**WHAT TO PRODUCE**
The reply should repeat all of the data word for word, with no pictures.

**RECORDS SHOWN**
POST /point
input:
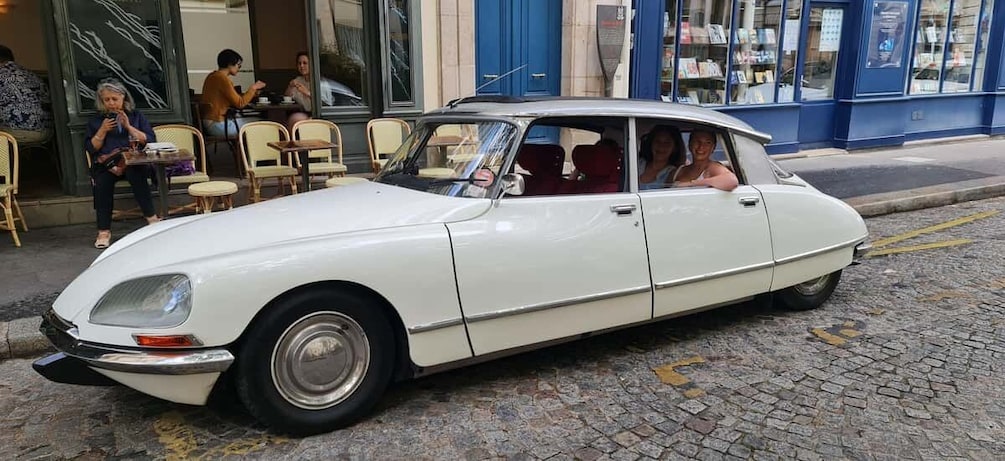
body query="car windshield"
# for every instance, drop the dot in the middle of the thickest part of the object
(451, 159)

**TASK ANSWER**
POST /point
input:
body query="car windshield"
# for every instance, drop the dot in the middle of the thickest part of the object
(451, 159)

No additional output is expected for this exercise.